> **Work to complete**
Update the entries starting at the line that contains "each pineapple crown" and ending at the line that contains "[88, 239, 506, 400]" by writing those lines out again with "squirrel claw" replaced by "squirrel paw". Leave everything else in them unchanged.

> **Records**
------------------------------------------------
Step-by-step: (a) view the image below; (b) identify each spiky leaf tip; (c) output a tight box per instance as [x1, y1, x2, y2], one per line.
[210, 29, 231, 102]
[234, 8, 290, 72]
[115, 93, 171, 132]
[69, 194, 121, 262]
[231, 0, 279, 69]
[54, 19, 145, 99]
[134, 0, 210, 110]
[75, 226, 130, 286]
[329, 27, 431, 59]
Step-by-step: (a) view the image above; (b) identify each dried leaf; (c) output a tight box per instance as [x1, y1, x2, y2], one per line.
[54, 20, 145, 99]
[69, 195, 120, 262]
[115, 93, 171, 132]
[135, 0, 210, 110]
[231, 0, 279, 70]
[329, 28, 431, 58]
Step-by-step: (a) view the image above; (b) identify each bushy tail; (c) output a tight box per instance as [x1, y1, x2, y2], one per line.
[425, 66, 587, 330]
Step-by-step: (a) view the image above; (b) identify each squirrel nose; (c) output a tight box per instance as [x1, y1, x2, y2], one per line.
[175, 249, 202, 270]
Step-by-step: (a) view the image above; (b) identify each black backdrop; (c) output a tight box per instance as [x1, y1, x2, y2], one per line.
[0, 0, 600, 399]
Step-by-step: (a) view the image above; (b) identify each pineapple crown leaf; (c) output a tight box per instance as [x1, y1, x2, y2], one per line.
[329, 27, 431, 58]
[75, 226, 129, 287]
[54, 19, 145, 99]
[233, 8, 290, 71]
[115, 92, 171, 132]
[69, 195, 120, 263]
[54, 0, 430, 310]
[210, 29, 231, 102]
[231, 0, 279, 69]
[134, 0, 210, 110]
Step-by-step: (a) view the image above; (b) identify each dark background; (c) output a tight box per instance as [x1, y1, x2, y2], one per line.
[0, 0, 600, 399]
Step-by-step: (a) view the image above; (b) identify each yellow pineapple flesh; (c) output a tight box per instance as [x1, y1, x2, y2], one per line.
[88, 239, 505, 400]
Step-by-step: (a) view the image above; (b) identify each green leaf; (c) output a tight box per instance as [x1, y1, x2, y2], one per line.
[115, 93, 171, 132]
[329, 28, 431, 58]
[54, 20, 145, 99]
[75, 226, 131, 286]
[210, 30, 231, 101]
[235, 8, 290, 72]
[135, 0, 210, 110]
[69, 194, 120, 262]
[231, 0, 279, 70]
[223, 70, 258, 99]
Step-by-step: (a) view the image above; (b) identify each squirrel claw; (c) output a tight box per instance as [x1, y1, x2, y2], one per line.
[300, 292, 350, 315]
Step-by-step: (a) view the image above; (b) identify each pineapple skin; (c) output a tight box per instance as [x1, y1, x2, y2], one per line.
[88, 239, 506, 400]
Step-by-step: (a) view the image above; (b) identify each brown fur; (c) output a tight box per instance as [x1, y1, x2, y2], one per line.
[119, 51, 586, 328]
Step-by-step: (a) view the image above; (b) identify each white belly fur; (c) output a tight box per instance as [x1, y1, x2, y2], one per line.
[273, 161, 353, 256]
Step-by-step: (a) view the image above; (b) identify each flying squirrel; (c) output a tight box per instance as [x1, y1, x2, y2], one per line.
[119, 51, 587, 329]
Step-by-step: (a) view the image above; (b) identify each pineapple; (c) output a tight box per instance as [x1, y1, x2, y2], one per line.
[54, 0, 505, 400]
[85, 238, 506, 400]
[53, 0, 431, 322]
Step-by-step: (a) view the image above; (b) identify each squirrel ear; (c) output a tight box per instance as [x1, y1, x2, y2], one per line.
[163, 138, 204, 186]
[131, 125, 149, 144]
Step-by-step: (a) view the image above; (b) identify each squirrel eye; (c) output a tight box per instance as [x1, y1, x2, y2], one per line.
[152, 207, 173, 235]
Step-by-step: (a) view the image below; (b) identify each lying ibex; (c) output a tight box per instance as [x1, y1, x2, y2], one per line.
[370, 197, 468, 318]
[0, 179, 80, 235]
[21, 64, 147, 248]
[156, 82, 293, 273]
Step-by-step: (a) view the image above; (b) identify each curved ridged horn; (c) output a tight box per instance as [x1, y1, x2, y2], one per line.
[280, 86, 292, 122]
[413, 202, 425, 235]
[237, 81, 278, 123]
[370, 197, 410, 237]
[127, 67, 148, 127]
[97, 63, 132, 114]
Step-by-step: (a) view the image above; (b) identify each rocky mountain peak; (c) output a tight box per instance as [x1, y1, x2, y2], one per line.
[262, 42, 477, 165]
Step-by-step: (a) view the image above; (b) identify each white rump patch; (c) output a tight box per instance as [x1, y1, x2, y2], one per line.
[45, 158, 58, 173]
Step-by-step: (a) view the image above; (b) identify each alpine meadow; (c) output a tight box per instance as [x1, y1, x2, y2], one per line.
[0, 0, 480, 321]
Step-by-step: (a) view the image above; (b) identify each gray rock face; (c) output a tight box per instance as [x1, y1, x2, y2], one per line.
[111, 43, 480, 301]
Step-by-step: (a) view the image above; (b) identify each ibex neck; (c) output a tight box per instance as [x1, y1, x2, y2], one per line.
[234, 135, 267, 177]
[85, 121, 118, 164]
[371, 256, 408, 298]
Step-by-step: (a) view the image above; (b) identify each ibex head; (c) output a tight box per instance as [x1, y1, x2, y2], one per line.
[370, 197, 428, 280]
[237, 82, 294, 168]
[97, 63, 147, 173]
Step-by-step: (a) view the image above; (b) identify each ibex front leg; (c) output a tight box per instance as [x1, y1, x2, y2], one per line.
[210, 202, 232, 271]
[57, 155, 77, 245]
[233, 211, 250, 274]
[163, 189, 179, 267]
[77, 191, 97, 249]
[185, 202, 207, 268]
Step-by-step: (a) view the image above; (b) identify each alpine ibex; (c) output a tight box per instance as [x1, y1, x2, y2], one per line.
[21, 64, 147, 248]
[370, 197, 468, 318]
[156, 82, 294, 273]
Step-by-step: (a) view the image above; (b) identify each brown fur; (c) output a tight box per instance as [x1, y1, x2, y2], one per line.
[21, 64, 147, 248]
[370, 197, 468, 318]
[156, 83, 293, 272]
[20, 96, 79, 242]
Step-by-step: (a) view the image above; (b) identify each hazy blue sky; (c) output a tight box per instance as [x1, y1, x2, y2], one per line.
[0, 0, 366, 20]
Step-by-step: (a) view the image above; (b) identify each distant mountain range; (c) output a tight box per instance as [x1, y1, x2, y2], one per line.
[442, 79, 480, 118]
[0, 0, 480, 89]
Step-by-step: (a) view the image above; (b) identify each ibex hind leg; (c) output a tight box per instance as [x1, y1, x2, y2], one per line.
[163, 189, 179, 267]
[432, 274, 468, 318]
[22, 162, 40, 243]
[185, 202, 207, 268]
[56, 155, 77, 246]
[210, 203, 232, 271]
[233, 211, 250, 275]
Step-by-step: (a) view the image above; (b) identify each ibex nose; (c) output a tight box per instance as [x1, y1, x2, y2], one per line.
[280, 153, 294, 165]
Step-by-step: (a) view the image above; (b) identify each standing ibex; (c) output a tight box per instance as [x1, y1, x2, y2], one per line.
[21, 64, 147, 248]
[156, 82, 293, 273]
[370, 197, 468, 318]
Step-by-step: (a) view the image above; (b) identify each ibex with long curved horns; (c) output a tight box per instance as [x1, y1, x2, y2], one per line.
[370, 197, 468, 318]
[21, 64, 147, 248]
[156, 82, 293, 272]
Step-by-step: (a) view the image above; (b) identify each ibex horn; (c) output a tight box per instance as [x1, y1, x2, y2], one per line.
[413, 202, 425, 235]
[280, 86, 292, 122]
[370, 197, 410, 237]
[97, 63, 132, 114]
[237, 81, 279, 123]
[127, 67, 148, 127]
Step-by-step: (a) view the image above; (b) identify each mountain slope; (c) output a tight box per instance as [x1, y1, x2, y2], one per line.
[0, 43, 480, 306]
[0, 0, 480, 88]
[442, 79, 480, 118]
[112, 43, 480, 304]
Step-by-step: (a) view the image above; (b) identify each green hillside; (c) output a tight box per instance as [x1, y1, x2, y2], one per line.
------------------------------------------------
> **Problem solution**
Step-by-step: (a) view the image above; (b) identify each pineapple crown leaf; (c) output a tight box per instance as [x1, y1, x2, y2], one per line.
[329, 27, 431, 58]
[75, 226, 129, 287]
[54, 19, 145, 99]
[233, 8, 290, 71]
[115, 92, 171, 132]
[69, 195, 120, 263]
[54, 0, 430, 310]
[210, 29, 231, 102]
[231, 0, 279, 69]
[134, 0, 210, 110]
Step-by-step: (a) view the image above; (b) identify each dark background; (c) output a tight box per instance as [x1, y1, x2, y2], one per line.
[0, 0, 600, 399]
Step-by-step: (a) view the image above; (b) identify each yellow pineapple flesh; (c) output a tight box per instance as [x1, y1, x2, y2], one per line.
[88, 239, 505, 400]
Step-by-step: (a) view the image above; (b) identify each green leaf; (c) output a tight box per instance as [x1, y1, x2, y2], one per line.
[115, 93, 171, 132]
[329, 28, 431, 58]
[54, 20, 145, 99]
[75, 226, 131, 286]
[210, 30, 231, 101]
[235, 8, 290, 72]
[135, 0, 210, 110]
[69, 194, 120, 262]
[231, 0, 279, 70]
[223, 70, 258, 99]
Step-by-step: (a) view the image above; (b) identify each squirrel paw; (c) output a tight box per instance as [x1, y1, x2, y2], one per line.
[300, 292, 350, 315]
Step-by-step: (a) view the image above; (b) identify each pineapple skin; (c) output a tight box per instance as [x1, y1, x2, y2], one per line.
[88, 239, 506, 400]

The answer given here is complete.